Begin RECORD EXTRACTS

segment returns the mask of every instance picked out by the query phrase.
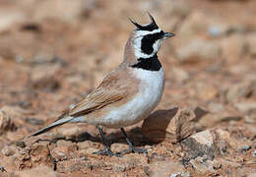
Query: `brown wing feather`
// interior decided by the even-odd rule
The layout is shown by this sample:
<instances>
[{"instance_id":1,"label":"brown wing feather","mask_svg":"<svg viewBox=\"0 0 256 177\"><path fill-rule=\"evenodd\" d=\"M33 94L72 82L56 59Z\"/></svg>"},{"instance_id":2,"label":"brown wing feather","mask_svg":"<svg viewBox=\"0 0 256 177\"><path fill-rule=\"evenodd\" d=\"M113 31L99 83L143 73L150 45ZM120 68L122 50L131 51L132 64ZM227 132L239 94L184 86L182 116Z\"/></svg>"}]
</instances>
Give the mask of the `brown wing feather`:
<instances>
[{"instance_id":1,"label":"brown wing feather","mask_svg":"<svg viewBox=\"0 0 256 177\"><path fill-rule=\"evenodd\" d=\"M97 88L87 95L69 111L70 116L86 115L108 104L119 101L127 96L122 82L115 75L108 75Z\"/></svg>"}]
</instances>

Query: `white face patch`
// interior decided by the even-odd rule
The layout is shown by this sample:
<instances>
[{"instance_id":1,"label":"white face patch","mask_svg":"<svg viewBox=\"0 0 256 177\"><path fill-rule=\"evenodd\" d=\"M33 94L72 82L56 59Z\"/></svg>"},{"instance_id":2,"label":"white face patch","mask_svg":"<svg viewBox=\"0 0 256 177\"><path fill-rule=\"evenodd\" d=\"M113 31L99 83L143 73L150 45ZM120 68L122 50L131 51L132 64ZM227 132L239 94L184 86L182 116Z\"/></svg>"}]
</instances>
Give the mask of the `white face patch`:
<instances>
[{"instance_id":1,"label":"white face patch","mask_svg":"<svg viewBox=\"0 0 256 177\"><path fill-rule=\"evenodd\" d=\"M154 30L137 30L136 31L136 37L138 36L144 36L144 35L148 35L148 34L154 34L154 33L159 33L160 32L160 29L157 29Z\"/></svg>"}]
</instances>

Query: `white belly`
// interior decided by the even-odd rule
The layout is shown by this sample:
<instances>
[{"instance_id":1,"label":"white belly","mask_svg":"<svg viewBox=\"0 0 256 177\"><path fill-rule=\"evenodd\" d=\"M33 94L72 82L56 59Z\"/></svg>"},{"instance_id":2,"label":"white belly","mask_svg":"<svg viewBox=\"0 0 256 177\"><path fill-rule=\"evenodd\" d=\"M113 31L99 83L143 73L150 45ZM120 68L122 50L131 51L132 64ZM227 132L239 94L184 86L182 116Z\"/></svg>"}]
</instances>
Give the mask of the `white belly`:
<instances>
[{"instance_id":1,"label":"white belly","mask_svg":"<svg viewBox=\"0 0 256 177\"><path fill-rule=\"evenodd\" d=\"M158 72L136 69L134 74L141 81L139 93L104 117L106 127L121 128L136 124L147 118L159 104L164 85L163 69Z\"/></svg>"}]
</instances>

End RECORD EXTRACTS
Begin RECORD EXTRACTS

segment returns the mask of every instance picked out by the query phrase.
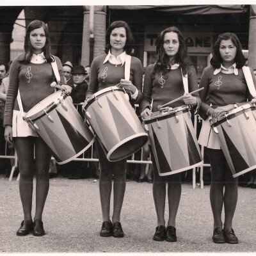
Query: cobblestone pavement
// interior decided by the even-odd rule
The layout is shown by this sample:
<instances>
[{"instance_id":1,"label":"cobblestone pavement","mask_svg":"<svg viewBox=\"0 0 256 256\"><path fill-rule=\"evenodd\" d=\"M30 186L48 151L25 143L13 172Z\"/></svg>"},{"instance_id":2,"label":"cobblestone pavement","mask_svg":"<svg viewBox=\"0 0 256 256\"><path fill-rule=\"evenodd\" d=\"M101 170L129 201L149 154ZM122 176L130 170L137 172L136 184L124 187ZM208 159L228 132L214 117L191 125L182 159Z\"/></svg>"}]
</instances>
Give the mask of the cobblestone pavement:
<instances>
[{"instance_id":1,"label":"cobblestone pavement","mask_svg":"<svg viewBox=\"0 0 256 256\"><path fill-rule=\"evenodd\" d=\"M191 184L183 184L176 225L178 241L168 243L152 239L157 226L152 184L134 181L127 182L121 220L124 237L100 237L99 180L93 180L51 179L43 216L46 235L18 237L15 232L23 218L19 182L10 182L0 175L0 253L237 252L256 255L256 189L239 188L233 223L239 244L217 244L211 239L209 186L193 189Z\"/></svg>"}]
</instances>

End RECORD EXTRACTS
Begin RECORD EXTRACTS

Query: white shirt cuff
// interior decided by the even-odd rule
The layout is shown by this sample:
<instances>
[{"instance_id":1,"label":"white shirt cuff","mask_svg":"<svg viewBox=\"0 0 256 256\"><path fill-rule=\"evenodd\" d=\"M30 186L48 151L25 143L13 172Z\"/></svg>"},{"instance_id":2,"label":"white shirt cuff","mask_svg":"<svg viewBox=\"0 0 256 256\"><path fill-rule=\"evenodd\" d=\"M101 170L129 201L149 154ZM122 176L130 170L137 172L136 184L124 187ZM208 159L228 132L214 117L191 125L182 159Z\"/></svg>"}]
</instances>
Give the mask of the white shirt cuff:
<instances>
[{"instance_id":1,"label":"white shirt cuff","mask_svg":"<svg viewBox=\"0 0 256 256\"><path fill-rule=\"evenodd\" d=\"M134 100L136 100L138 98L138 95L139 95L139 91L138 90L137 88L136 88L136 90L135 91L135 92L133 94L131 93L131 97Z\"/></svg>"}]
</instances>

End RECORD EXTRACTS

**EXERCISE TASK:** How many lines in the items above contain the string "patch"? Case counts. Reply with the number alone.

**COMPLETED TASK:** 4